## PROBLEM STATEMENT
Across the entries below, work out how many lines contain "drawer". Please give the number only.

------------------------------------------------------------

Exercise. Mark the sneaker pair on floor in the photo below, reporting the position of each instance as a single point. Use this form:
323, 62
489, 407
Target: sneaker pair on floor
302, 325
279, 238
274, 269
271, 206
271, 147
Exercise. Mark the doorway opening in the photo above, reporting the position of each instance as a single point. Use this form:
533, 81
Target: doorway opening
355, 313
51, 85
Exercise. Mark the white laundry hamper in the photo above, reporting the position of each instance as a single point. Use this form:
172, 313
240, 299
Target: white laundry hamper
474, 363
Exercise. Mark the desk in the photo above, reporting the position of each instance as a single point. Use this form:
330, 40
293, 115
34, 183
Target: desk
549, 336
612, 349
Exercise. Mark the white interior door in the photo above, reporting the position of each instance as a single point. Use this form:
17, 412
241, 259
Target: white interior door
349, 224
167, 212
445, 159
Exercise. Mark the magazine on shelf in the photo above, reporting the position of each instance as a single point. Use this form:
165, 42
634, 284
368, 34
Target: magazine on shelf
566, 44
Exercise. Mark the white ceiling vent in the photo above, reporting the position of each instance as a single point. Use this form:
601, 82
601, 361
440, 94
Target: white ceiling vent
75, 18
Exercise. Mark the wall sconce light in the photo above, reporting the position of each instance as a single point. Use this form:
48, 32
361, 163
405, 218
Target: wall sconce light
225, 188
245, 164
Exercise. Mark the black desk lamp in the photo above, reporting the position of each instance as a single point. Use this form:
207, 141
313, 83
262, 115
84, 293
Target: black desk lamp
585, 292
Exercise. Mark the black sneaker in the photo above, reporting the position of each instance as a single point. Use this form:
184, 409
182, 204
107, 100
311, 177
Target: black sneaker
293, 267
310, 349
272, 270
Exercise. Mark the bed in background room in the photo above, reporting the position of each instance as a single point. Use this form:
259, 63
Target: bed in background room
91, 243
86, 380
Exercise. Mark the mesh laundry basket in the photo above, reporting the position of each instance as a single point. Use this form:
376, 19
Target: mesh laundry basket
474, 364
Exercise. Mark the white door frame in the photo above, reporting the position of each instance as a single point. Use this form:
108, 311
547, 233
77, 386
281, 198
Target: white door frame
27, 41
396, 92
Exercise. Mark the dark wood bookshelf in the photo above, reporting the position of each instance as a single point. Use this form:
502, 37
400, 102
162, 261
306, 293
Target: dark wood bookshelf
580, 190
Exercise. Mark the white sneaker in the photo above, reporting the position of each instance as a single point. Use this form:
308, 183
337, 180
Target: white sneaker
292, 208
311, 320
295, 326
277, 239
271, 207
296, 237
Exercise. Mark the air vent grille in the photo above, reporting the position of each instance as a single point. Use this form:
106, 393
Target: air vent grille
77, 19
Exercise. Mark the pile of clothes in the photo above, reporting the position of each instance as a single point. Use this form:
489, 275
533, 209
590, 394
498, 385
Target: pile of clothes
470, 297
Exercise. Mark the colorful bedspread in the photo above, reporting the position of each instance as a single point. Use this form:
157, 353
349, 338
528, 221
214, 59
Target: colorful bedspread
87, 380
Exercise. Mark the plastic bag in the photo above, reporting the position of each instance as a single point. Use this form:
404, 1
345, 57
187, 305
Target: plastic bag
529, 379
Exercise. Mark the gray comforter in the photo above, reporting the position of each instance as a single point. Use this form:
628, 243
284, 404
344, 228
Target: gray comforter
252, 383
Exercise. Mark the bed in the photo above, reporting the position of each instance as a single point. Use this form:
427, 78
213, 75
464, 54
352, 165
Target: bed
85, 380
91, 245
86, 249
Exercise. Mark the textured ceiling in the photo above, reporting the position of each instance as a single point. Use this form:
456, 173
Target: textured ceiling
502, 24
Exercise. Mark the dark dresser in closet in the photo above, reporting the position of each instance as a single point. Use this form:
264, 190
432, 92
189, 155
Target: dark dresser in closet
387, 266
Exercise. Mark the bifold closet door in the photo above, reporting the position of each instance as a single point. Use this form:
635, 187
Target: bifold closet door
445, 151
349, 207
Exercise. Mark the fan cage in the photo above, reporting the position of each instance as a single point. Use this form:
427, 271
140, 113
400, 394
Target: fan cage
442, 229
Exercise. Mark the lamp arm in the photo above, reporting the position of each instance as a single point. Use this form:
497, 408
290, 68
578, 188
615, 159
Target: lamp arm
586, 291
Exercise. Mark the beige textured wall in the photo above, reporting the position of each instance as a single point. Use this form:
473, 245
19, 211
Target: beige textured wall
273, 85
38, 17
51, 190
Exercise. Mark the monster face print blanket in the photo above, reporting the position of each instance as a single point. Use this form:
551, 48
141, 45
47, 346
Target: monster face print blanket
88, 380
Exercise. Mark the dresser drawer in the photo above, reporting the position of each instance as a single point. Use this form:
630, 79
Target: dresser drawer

------------------------------------------------------------

## FINISHED TASK
2